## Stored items

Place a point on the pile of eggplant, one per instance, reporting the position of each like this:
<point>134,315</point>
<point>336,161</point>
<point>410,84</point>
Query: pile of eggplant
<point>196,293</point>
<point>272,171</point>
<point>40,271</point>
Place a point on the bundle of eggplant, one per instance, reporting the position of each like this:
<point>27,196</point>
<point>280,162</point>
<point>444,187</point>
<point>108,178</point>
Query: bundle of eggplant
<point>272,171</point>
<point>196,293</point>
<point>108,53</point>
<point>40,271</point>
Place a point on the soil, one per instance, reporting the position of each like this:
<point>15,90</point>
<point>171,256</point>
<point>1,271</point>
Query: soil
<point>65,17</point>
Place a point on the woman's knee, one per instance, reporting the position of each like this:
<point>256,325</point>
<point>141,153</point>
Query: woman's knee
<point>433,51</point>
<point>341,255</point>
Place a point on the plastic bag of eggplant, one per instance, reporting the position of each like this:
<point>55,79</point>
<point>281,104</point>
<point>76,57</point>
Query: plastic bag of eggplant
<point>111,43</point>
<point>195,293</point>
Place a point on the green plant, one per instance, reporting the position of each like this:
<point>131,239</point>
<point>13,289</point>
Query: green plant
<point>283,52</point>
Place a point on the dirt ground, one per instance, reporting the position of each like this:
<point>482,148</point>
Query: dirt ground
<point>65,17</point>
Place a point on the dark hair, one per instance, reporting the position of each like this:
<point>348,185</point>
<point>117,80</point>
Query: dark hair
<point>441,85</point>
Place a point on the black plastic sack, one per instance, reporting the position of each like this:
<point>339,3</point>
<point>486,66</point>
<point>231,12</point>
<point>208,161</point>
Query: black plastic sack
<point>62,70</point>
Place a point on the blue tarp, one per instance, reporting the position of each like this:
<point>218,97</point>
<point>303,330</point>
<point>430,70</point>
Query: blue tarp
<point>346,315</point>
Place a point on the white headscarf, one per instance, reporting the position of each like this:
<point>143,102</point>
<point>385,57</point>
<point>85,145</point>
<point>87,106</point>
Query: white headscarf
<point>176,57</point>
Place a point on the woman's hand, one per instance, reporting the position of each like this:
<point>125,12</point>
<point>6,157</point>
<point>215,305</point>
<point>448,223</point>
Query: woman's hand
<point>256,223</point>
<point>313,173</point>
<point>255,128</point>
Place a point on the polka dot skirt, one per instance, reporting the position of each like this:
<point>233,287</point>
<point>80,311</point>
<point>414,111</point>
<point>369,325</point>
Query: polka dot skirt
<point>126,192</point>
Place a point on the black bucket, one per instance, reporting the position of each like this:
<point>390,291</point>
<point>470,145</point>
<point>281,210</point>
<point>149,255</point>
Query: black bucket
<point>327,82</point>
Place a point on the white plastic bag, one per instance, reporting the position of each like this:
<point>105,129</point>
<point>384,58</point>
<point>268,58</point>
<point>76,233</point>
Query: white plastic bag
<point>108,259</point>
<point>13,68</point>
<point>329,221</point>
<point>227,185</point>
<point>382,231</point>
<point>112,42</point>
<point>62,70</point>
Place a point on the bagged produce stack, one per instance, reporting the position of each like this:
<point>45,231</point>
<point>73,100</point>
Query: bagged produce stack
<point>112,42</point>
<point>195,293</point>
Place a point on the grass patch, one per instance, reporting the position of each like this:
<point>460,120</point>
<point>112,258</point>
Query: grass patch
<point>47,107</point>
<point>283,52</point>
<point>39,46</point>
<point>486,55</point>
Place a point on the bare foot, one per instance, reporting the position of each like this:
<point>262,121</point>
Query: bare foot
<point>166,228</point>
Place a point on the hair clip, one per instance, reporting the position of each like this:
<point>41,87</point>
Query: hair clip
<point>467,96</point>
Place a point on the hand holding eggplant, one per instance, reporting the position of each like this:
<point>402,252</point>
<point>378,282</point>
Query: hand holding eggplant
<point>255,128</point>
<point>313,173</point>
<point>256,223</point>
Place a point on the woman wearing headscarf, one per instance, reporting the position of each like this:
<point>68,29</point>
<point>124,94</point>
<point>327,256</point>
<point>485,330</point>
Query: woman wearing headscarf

## Action item
All the lines above are to be copied exactly, with none left out.

## Written response
Place a point on the pile of eggplant, one per instance, reporting the position of each like this:
<point>134,315</point>
<point>336,161</point>
<point>410,84</point>
Query: pile of eggplant
<point>196,293</point>
<point>272,171</point>
<point>40,271</point>
Place a point on the bundle of eggplant, one per instance, reporting the position of each like this:
<point>27,196</point>
<point>280,162</point>
<point>444,187</point>
<point>108,178</point>
Query: bundle of eggplant
<point>272,171</point>
<point>196,293</point>
<point>108,53</point>
<point>40,271</point>
Place a point on the soil, one per instance, reporting the position of each like this:
<point>15,90</point>
<point>171,256</point>
<point>1,271</point>
Query: soil
<point>65,17</point>
Place a point on the woman's knee, one per instance, reporting the position of each like this:
<point>256,325</point>
<point>141,153</point>
Query: woman's knee
<point>433,51</point>
<point>341,255</point>
Place a point on the plastic bag of eggplant, one per instance, reporting the position of each like this:
<point>55,79</point>
<point>281,104</point>
<point>76,57</point>
Query: plastic bag of eggplant
<point>111,43</point>
<point>195,293</point>
Place a point on the green plant, one per instance, reporting the position of each like this:
<point>131,239</point>
<point>13,289</point>
Query: green plant
<point>283,52</point>
Place a point on the dirt ground, one per instance, reporting the position of each like this:
<point>482,148</point>
Query: dirt ground
<point>65,17</point>
Place a point on the dark hair, one per instance, reporting the position of each like this:
<point>348,185</point>
<point>117,80</point>
Query: dark hair
<point>441,85</point>
Place a point on the black plastic sack, one per instance, reporting the position of each like this:
<point>339,3</point>
<point>486,66</point>
<point>231,12</point>
<point>208,161</point>
Query: black plastic sack
<point>62,70</point>
Place a point on the blue tarp, one per instance, reporting the position of each like this:
<point>218,97</point>
<point>303,330</point>
<point>430,70</point>
Query: blue tarp
<point>346,315</point>
Place a point on the white headscarf, one per instance, reporting the position of each like this:
<point>143,102</point>
<point>385,57</point>
<point>85,145</point>
<point>87,106</point>
Query: white headscarf
<point>176,57</point>
Place a point on the woman's hand, one per instance, reporting the position of each like this:
<point>125,12</point>
<point>6,157</point>
<point>215,305</point>
<point>448,223</point>
Query: woman's hand
<point>256,223</point>
<point>313,173</point>
<point>255,128</point>
Place a point on the polka dot skirt, one per instance, reporting the position of each like this:
<point>233,287</point>
<point>80,311</point>
<point>414,111</point>
<point>369,325</point>
Query: polka dot skirt
<point>126,192</point>
Place a point on the black bucket, one per instance, reporting the position of each like this:
<point>390,291</point>
<point>470,145</point>
<point>281,210</point>
<point>149,255</point>
Query: black bucket
<point>327,82</point>
Place a point on the white plastic bag, one per instance, reporting the position of each like this:
<point>105,129</point>
<point>384,58</point>
<point>268,58</point>
<point>76,233</point>
Query: white plastic bag
<point>108,259</point>
<point>13,68</point>
<point>329,221</point>
<point>227,185</point>
<point>382,231</point>
<point>112,42</point>
<point>62,70</point>
Place a point on the bagged produce stack, one per instance, reporting the position of each like this:
<point>45,231</point>
<point>73,100</point>
Query: bagged produce stack
<point>112,42</point>
<point>195,293</point>
Place a point on the grass patch, one per instance, reporting the position of each like this:
<point>460,120</point>
<point>112,258</point>
Query: grass patch
<point>47,107</point>
<point>283,52</point>
<point>39,46</point>
<point>486,55</point>
Place a point on the bare foot, one per instance, reporting the position of each like this:
<point>262,121</point>
Query: bare foot
<point>166,228</point>
Place a point on the hair clip, one per instance, reporting the position of each like this:
<point>41,87</point>
Query: hair clip
<point>467,96</point>
Place a point on the hand holding eggplant, one per instance, reporting the position of each like this:
<point>402,252</point>
<point>378,282</point>
Query: hand holding eggplant
<point>255,128</point>
<point>313,173</point>
<point>256,223</point>
Place a point on the woman wearing headscarf, one per instance, reporting the position of each like this:
<point>68,29</point>
<point>124,94</point>
<point>327,256</point>
<point>485,330</point>
Query: woman wearing headscarf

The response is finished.